▶ _What you are asked to do_
From the text on Demeter International, list every requirement of Demeter's "biodynamic" certification.

▶ _Excerpt_
Biodynamic Federation Demeter International
- Founded: 1928; 98 years ago
- Founder: Erhard Bartsch, Franz Dreidax
- Type: Non-profit umbrella organisation
- Focus: Organic movement
- Origins: based on Rudolf Steiner's theories
- Method: Certification
- Members: 1400 (Germany) 4500 (worldwide)
- Website: demeter.net

= Demeter International =

Certification organization for biodynamic agriculture

The Biodynamic Federation Demeter International is the largest certification organization for biodynamic agriculture. Its name is a reference to Demeter, the Greek goddess of grain and fertility. It is a non-profit umbrella organisation with 46 members organisations in 36 countries, and over participating 6,500 farmers around the world, representing both the global biodynamic movement and the Demeter certified biodynamic farms. The organization incorporates 19 certifying Demeter organizations, and the rest of the certification is done by the international certification committee.

The Demeter Biodynamic Certification is used in over 65 countries to verify that biodynamic products meet international standards in production and processing.

The Demeter symbol was introduced and registered as a trademark in 1928, and as such was the first ecological label for organically produced foods.

== Description ==
Certification is difficult to obtain and must be renewed annually. Demeter’s “biodynamic” certification requires biodiversity and ecosystem preservation, soil husbandry, livestock integration, prohibition of genetically engineered organisms and viewing the farm as a living “holistic organism”. The certification verifies the fulfillment of the standards on behalf of the farmers, which in turn guarantees high quality food products to the consumers. This is rewarded by receiving a higher price for food certified with the “Demeter” label, ranging from 10-30% on average.

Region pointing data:

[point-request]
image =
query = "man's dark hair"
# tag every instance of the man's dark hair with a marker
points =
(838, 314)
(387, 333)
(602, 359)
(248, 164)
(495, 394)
* * *
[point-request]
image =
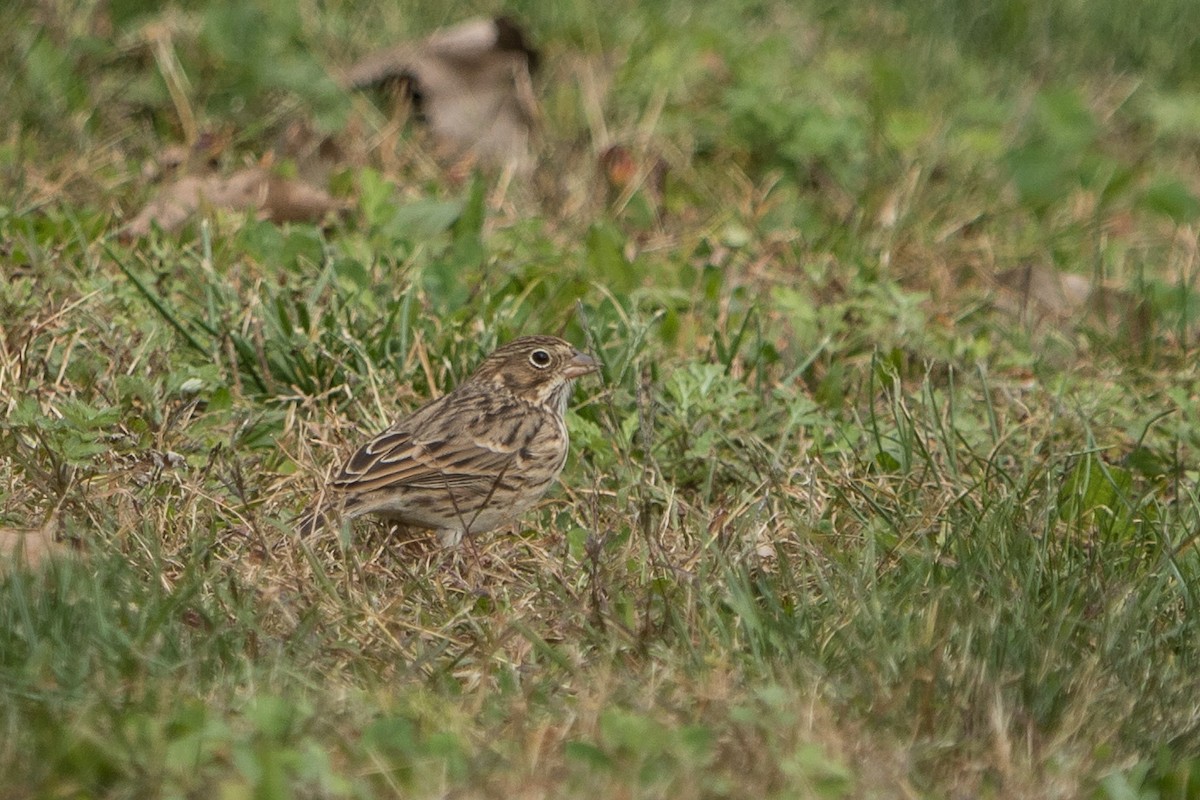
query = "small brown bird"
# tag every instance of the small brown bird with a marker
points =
--
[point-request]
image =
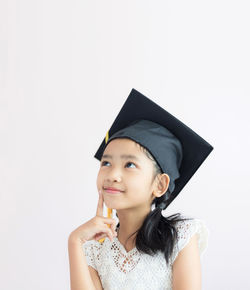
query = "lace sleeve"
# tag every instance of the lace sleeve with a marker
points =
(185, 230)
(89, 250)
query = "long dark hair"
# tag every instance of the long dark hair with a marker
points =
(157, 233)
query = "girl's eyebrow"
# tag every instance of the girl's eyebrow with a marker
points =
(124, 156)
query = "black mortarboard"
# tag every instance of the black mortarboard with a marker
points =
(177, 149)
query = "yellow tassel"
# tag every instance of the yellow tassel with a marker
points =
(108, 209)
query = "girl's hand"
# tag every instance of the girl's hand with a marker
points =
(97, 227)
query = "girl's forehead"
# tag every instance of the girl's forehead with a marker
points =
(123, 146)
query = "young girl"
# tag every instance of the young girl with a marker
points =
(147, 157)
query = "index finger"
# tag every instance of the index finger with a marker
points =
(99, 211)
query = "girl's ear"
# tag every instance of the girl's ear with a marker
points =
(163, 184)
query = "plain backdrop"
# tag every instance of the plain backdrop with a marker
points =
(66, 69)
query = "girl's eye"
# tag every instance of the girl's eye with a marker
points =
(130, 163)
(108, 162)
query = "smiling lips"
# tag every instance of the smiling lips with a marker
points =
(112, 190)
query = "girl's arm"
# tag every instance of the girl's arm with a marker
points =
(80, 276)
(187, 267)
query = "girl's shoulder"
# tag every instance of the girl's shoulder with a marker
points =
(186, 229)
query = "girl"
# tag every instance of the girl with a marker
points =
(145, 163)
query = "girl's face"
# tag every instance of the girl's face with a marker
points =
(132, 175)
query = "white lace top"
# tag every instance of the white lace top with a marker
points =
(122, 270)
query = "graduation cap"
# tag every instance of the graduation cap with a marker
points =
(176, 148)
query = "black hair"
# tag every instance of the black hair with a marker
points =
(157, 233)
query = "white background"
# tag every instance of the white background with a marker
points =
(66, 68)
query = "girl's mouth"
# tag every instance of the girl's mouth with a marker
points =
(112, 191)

▶ _Result_
- Biodiversity and ecosystem preservation
- Soil husbandry
- Livestock integration
- Prohibition of genetically engineered organisms
- Viewing the farm as a living "holistic organism"